■ **Goal**:
Retype the records below verbatim, line for line, leaving out the pictures.

■ **Excerpts from point annotation data**:
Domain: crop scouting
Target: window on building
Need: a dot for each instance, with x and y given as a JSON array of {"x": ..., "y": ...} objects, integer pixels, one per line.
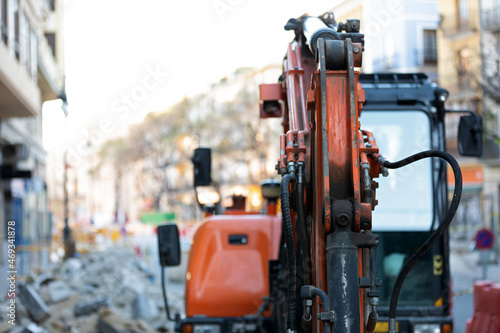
[
  {"x": 34, "y": 54},
  {"x": 4, "y": 23},
  {"x": 16, "y": 28},
  {"x": 51, "y": 39},
  {"x": 25, "y": 42},
  {"x": 464, "y": 68},
  {"x": 430, "y": 48},
  {"x": 463, "y": 9}
]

■ **Answer to the exercise**:
Domain: crop scouting
Target: window on building
Need: a dot for each instance, with x and y given as a JSON array of {"x": ..., "y": ...} objects, integer pixels, one per line.
[
  {"x": 34, "y": 54},
  {"x": 4, "y": 23},
  {"x": 16, "y": 28},
  {"x": 51, "y": 39},
  {"x": 25, "y": 42},
  {"x": 464, "y": 68},
  {"x": 430, "y": 48},
  {"x": 463, "y": 9}
]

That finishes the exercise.